──────── Passage ────────
NZLSAR News

Volume 3 Issue 5 October 1997

CONTENTS


For some time now Wellington District has been developing a SAR team comprising a number of runners. Their task is to quickly cover a track system either in the day or at night to see that the missing party is not on or near it. They have also been used to get medical assistance in at night when a helicopter was unable to fly. Accordingly the following article, received with thanks from the NZ Orienteering magazine, is an interesting addition to this concept.

EGMONT ORIENTEERS TRANSFER SKILLS TO SEARCH AND RESCUE

As fairly new members of the Taranaki Land Search and Rescue we were invited to put a team in the local SAR competition. Graham Maddern, Suzanne Scott, Nick Collins, Robert Newbrook, myself and Jay Patterson as leader, entered as a team and prepared a VERY vague plan. It had to be vague as none of us had been on a search before, although a couple had been to an exercise or training!!

In the past the competition format has been set to test bushcraft type skills like map reading, first aid, fire lighting, stretcher making and carrying. I had inside information that the format would be different this year – and it sure was!

The Police SAR squad were selected to run the event and they decided to test us on very different skills.

SO . . . . .nine teams headed out with our Police Markers in tow and with a decidedly sketchy idea of "what to do". Our marker was Mike Barnett

The scenario was that a man in his 60’s had gone rabbit shooting early in the morning and hadn’t come home. We had been called in to track him from the last known sighting. Sounded fairly reasonable, so as we headed to the spot of the last sighting we modified the VERY vague plan to suit the new format. Graham had done the tracking course last year so he was the obvious candidate to take over when we found a very clear boot print in the mud – right beside our start point – how convenient!! All this time Mike, our marker, was trailing along, listening and marking us on planning, leadership and a prepared list of other skills.
──────── Supplied material ────────
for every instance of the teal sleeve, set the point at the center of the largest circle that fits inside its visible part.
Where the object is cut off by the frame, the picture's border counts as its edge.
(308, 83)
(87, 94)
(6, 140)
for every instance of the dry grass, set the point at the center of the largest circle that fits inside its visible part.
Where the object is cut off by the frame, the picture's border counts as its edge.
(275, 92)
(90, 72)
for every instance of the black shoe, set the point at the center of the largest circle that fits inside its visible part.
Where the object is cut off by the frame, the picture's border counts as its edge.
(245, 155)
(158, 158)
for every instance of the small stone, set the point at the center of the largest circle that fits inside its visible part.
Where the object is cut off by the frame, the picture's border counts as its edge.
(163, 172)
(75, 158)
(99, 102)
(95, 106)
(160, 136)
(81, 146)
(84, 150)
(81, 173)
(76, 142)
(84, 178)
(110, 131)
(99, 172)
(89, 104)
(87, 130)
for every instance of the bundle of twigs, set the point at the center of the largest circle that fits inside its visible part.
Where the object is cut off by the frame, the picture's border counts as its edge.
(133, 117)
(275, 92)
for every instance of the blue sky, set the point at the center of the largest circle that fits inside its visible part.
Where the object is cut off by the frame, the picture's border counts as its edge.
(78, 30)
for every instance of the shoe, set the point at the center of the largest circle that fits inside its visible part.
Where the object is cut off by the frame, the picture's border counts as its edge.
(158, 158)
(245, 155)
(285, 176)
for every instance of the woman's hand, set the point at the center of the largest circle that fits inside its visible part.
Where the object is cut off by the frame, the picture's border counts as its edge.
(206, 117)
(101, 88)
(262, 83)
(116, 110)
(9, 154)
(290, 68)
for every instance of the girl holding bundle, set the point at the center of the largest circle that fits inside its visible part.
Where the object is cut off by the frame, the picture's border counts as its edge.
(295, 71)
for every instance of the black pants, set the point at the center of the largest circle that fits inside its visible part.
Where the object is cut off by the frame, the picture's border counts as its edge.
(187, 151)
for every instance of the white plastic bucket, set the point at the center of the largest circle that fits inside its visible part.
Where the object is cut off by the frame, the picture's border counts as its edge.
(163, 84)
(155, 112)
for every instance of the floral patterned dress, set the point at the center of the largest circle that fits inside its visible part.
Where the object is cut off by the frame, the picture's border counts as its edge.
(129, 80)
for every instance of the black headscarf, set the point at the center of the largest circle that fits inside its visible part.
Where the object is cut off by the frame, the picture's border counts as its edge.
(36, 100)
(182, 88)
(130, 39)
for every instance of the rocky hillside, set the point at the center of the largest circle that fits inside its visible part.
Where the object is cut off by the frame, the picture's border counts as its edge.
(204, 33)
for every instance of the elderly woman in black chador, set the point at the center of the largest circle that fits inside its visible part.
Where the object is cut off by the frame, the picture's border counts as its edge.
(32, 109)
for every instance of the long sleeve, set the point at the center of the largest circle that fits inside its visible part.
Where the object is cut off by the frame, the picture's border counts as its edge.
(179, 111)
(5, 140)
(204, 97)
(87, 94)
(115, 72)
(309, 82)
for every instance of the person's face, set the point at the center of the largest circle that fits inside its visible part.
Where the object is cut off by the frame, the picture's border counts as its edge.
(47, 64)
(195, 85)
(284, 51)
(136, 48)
────────
──────── Supplied material ────────
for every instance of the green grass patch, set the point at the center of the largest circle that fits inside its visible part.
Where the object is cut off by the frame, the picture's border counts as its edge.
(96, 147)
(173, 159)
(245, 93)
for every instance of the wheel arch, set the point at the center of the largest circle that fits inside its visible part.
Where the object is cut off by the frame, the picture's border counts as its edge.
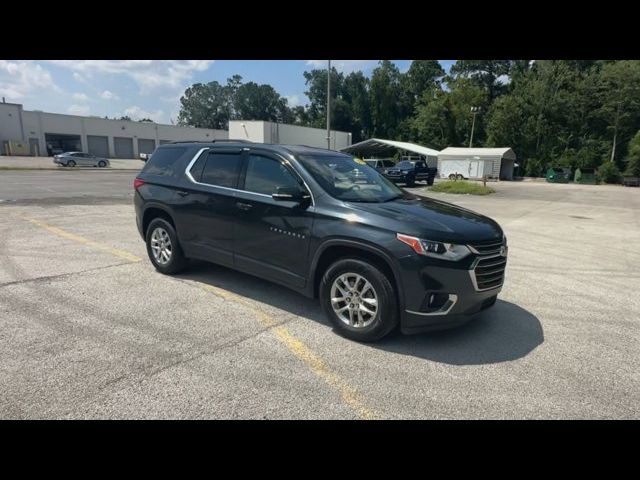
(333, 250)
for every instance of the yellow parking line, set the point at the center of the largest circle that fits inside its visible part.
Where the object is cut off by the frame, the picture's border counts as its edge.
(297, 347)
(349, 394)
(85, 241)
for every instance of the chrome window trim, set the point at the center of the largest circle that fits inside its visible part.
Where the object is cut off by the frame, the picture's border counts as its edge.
────────
List the members of the SAR competition team who are named in the article above about the Egmont orienteers. Leave out their marker.

Graham Maddern, Suzanne Scott, Nick Collins, Robert Newbrook, Jay Patterson